-- Start of Supplied passage --

All of lore.kernel.org
 help / color / mirror / Atom feed
From: Andrea Righi <arighi@nvidia.com>
To: Tejun Heo <tj@kernel.org>
Cc: linux-kernel@vger.kernel.org, sched-ext@lists.linux.dev,
	void@manifault.com, changwoo@igalia.com, emil@etsalapatis.com
Subject: Re: [PATCHSET v3 sched_ext/for-7.1] sched_ext: Implement cgroup sub-scheduler support
Date: Fri, 6 Mar 2026 08:29:14 +0100	[thread overview]
Message-ID: <aaqCSg8fcR4L74u1@gpd4> (raw)
In-Reply-To: <20260304220119.4095551-1-tj@kernel.org>

Hi Tejun,

On Wed, Mar 04, 2026 at 12:00:45PM -1000, Tejun Heo wrote:
> This patchset has been around for a while. I'm planning to apply this soon
> and resolve remaining issues incrementally.
> 
> This patchset implements cgroup sub-scheduler support for sched_ext, enabling
> multiple scheduler instances to be attached to the cgroup hierarchy. This is a
> partial implementation focusing on the dispatch path - select_cpu and enqueue
> paths will be updated in subsequent patchsets. While incomplete, the dispatch
> path changes are sufficient to demonstrate and exercise the core sub-scheduler
> structures.
> 
> Motivation
> ==========
> 
> Applications often have domain-specific knowledge that generic schedulers cannot
> possess. Database systems understand query priorities and lock holder
> criticality. Virtual machine monitors can coordinate with guest schedulers and
> handle vCPU placement intelligently. Game engines know rendering deadlines and
> which threads are latency-critical.
> 
> On multi-tenant systems where multiple such workloads coexist, implementing
> application-customized scheduling is difficult. Hard partitioning with cpuset
> lacks the dynamism needed - users often don't care about specific CPU
> assignments and want optimizations enabled by sharing a larger machine:
> opportunistic over-commit, improving latency-critical workload characteristics
> while maintaining bandwidth fairness, and packing similar workloads on the same
> L3 caches for efficiency.
> 
> Sub-scheduler support addresses this by allowing schedulers to be attached to
> the cgroup hierarchy. Each application domain runs its own BPF scheduler
> tailored to its needs, while a parent scheduler dynamically controls CPU
> allocation to children without static partitioning.
> 
> Structure
> =========
> 
> Schedulers attach to cgroup nodes forming a hierarchy up to SCX_SUB_MAX_DEPTH
> (4) levels deep. Each scheduler instance maintains its own state including
> default time slice, watchdog, and bypass mode. Tasks belong to exactly one
> scheduler - the one attached to their cgroup or the nearest ancestor with a
> scheduler attached.
> 
> A parent scheduler is responsible for allocating CPU time to its children. When
> a parent's ops.dispatch() is invoked, it can call scx_bpf_sub_dispatch() to
> trigger dispatch on a child scheduler, allowing the parent to control when and
> how much CPU time each child receives. Currently only the dispatch path supports
> this - ops.select_cpu() and ops.enqueue() always operate on the task's own
> scheduler. Full support for these paths will follow in subsequent patchsets.

-- End of Supplied passage --

Stated goal 1: Echo the patchset message word for word, from "In-Reply-To: <20260304220119.4095551-1-tj@kernel.org>" up to and including "remaining issues incrementally.".
Stated goal 2: List every email address on the Cc line of the patchset message.
Stated goal 3: Go on with the patchset message from where it stops.
You can ignore the data.

-- Start of Data lines --

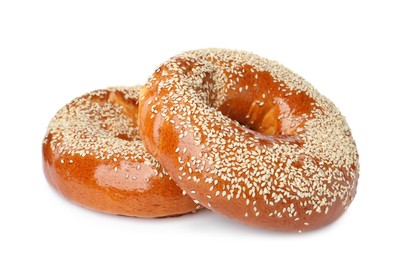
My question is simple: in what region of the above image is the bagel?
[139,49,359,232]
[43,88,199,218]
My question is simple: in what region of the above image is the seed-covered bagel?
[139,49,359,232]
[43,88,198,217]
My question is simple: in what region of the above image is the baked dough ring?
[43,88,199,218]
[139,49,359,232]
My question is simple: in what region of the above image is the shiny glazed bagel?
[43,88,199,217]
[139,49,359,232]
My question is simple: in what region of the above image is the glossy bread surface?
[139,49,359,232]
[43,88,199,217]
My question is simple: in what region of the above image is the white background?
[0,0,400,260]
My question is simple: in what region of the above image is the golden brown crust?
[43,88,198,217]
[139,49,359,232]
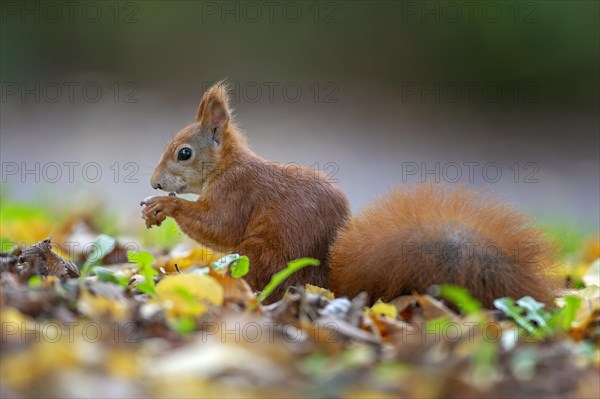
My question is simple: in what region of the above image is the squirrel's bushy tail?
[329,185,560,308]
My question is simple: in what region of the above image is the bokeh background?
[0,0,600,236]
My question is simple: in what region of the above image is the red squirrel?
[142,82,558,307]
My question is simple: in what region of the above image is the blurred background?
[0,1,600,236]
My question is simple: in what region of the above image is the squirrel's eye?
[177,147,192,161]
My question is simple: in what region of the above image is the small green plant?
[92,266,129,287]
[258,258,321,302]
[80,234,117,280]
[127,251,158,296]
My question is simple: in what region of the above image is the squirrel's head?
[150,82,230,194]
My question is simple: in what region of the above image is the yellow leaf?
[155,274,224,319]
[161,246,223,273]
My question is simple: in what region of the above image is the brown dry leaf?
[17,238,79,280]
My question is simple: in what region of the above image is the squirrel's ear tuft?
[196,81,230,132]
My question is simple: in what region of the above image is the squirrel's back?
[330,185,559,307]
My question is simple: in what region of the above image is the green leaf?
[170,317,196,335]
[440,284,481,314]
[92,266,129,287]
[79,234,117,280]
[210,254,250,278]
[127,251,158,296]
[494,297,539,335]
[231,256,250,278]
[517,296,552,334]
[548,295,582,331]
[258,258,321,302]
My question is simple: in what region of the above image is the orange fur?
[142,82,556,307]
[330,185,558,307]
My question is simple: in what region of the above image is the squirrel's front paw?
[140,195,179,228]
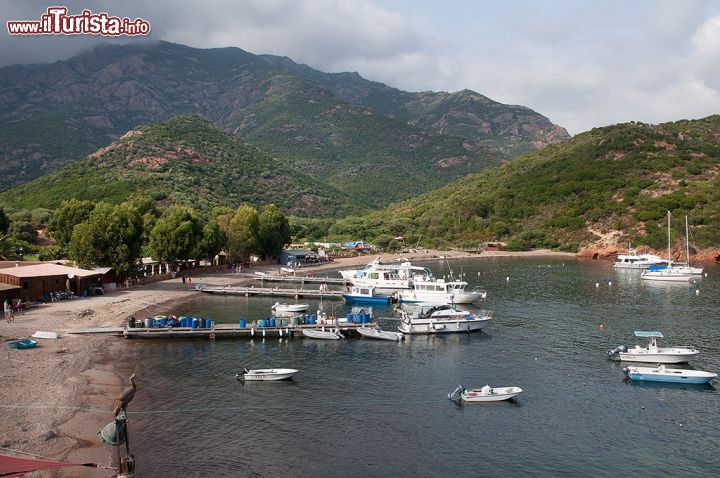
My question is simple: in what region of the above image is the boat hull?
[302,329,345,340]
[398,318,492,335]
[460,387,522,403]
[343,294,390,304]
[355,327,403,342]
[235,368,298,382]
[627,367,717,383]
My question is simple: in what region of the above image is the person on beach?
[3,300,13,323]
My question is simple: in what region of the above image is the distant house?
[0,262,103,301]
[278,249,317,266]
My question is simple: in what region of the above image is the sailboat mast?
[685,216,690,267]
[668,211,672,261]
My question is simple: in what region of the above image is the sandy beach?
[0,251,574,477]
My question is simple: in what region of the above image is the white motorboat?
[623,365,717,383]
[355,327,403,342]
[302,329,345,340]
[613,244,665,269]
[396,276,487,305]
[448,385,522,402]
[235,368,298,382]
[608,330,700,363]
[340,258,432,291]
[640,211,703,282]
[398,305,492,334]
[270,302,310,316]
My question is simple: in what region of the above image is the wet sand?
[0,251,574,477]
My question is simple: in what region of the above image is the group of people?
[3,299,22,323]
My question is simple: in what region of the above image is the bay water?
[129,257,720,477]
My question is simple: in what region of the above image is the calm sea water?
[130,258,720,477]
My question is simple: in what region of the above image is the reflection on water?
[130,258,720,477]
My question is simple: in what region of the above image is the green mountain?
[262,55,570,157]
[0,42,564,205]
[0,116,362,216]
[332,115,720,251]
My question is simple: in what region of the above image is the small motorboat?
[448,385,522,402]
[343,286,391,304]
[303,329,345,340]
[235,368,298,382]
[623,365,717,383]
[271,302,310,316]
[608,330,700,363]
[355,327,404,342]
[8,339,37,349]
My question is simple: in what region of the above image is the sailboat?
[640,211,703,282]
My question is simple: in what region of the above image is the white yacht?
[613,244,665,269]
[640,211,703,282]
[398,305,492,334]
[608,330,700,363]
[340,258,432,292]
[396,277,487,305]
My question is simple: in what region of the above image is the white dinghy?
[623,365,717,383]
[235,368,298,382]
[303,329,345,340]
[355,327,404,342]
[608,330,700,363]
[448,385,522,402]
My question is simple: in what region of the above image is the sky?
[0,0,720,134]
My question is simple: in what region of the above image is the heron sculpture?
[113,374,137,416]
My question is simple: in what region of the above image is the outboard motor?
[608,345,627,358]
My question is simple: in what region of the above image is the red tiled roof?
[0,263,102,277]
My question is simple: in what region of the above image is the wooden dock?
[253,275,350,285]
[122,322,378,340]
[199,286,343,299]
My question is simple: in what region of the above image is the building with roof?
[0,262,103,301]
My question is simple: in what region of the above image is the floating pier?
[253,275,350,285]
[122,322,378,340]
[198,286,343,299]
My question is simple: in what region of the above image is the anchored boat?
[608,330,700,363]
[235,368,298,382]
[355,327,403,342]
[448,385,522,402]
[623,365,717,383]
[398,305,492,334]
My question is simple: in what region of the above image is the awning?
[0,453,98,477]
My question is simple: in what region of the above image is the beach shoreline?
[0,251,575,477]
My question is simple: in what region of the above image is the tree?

-- End of Data lines --

Written reply 1:
In-Reply-To: <20260304220119.4095551-1-tj@kernel.org>

Hi Tejun,

On Wed, Mar 04, 2026 at 12:00:45PM -1000, Tejun Heo wrote:
> This patchset has been around for a while. I'm planning to apply this soon
> and resolve remaining issues incrementally.

Written reply 2:
linux-kernel@vger.kernel.org
sched-ext@lists.linux.dev
void@manifault.com
changwoo@igalia.com
emil@etsalapatis.com

Written reply 3:
> 
> Kfuncs use the new KF_IMPLICIT_ARGS BPF feature to identify their calling
> scheduler - the kernel passes bpf_prog_aux implicitly, from which scx_prog_sched()
> finds the associated scx_sched. This enables authority enforcement ensuring
> schedulers can only manipulate their own tasks, preventing cross-scheduler
> interference.
> 
> Bypass mode, used for error recovery and orderly shutdown, propagates
> hierarchically - when a scheduler enters bypass, its descendants follow. This
> ensures forward progress even when nested schedulers malfunction. The dump
> infrastructure supports multiple schedulers, identifying which scheduler each
> task and DSQ belongs to for debugging.

I've reviewed and conducted some basic testing with this. Apart from the
few minor nits, I haven't noticed any bugs or performance regressions, even
using scx_bpf_task_set_slice/dsq_vtime(), which is really good! I'll keep
running more tests, but for now everything looks good to me. Good job!

Reviewed-by: Andrea Righi <arighi@nvidia.com>

Thanks,
-Andrea

> 
> Patches
> =======
> 
> 0001-0004: Preparatory changes exposing cgroup helpers, adding cgroup subtree
> iteration for sched_ext, passing kernel_clone_args to scx_fork(), and reordering
> sched_post_fork() after cgroup_post_fork().
> 
> 0005-0006: Reorganize enable/disable paths in preparation for multiple scheduler
> instances.
> 
> 0007-0009: Core sub-scheduler infrastructure introducing scx_sched structure,
> cgroup attachment, scx_task_sched() for task-to-scheduler mapping, and
> scx_prog_sched() for BPF program-to-scheduler association.
> 
> 0010-0012: Authority enforcement ensuring schedulers can only manipulate their
> own tasks in dispatch, DSQ operations, and task state updates.
> 
> 0013-0014: Refactor task init/exit helpers and update scx_prio_less() to handle
> tasks from different schedulers.
> 
> 0015-0018: Migrate global state to per-scheduler fields: default slice, aborting
> flag, bypass DSQ, and bypass state.
> 
> 0019-0023: Implement hierarchical bypass mode where bypass state propagates from
> parent to descendants, with proper separation of bypass dispatch enabling.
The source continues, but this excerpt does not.